Consigne 1 ▸ Recopiez mot pour mot un passage de l'extrait sur l'IA et la réforme de l'État : commencez aux mots « Depuis quelques années, à » et arrêtez-vous après « à moindre coût. ».

Extrait de page ▸
IA et réforme de l’État : vers des bureaucraties sans humains ?
Depuis quelques années, à grand renfort d’un vocable issu du monde des « start-ups », on assiste à la consolidation d’un nouvel avatar de la réforme néo-libérale de l’État. À travers les concepts d’« État plateforme » ou de « start-up d’État[1] », les nouveaux réformateurs comptent sur les « corporate hackers » et l’innovation disruptive pour transformer de l’intérieur les bureaucraties publiques, laisser libre cours à la créativité, renouer avec la transparence, déployer des méthodes « agiles » et s’adapter à un environnement en perpétuelle transformation, le tout à moindre coût.

L’« État digital » – un concept vanté en juin 2017 par Emmanuel Macron lors d’une ode à la « startup nation » restée célèbre – est aussi et surtout un État en voie d’automatisation : pour accompagner l’horizon du non-remplacement de près de 50 000 fonctionnaires d’ici à 2022, le plan Action Publique 2022 lancé en octobre 2018 misait sur des « technologies telles que l’intelligence artificielle et les RPA (« robotic process automation »), ce afin « d’automatiser les tâches répétitives et à faible valeur ajoutée[2] ».

Données fournies ▸
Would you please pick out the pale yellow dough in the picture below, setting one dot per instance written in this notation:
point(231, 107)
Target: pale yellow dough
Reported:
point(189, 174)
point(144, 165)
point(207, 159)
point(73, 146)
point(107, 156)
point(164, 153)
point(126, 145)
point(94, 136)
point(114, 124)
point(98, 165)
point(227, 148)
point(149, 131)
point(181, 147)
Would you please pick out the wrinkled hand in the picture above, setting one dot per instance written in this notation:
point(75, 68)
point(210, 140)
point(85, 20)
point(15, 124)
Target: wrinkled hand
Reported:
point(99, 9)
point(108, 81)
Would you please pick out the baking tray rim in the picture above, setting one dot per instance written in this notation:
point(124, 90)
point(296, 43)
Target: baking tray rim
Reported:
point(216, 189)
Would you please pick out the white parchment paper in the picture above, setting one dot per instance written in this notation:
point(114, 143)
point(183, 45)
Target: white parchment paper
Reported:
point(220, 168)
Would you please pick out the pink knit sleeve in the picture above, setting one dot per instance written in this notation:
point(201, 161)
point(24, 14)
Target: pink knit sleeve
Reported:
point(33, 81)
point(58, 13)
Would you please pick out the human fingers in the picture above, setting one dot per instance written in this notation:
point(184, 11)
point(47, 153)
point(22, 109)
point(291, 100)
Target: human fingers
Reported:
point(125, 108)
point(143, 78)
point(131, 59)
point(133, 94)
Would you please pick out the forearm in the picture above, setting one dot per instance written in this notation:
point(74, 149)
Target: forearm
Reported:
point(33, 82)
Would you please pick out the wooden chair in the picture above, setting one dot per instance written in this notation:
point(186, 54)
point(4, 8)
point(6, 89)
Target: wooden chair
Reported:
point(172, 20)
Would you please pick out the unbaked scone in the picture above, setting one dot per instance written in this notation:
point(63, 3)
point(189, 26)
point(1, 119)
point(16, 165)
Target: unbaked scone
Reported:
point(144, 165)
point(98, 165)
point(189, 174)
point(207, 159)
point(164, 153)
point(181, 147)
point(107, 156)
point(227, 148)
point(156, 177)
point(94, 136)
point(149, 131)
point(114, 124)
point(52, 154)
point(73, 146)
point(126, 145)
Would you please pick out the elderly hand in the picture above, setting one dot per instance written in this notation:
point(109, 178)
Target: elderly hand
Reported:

Consigne 2 ▸ Redonnez sans rien changer les lignes des données fournies, depuis le début de ces lignes jusqu'à celle qui contient « point(220, 168) », cette dernière comprise.

Solution proposée 1 ▸
Depuis quelques années, à grand renfort d’un vocable issu du monde des « start-ups », on assiste à la consolidation d’un nouvel avatar de la réforme néo-libérale de l’État. À travers les concepts d’« État plateforme » ou de « start-up d’État[1] », les nouveaux réformateurs comptent sur les « corporate hackers » et l’innovation disruptive pour transformer de l’intérieur les bureaucraties publiques, laisser libre cours à la créativité, renouer avec la transparence, déployer des méthodes « agiles » et s’adapter à un environnement en perpétuelle transformation, le tout à moindre coût.

Solution proposée 2 ▸
Would you please pick out the pale yellow dough in the picture below, setting one dot per instance written in this notation:
point(231, 107)
Target: pale yellow dough
Reported:
point(189, 174)
point(144, 165)
point(207, 159)
point(73, 146)
point(107, 156)
point(164, 153)
point(126, 145)
point(94, 136)
point(114, 124)
point(98, 165)
point(227, 148)
point(149, 131)
point(181, 147)
Would you please pick out the wrinkled hand in the picture above, setting one dot per instance written in this notation:
point(75, 68)
point(210, 140)
point(85, 20)
point(15, 124)
Target: wrinkled hand
Reported:
point(99, 9)
point(108, 81)
Would you please pick out the baking tray rim in the picture above, setting one dot per instance written in this notation:
point(124, 90)
point(296, 43)
Target: baking tray rim
Reported:
point(216, 189)
Would you please pick out the white parchment paper in the picture above, setting one dot per instance written in this notation:
point(114, 143)
point(183, 45)
Target: white parchment paper
Reported:
point(220, 168)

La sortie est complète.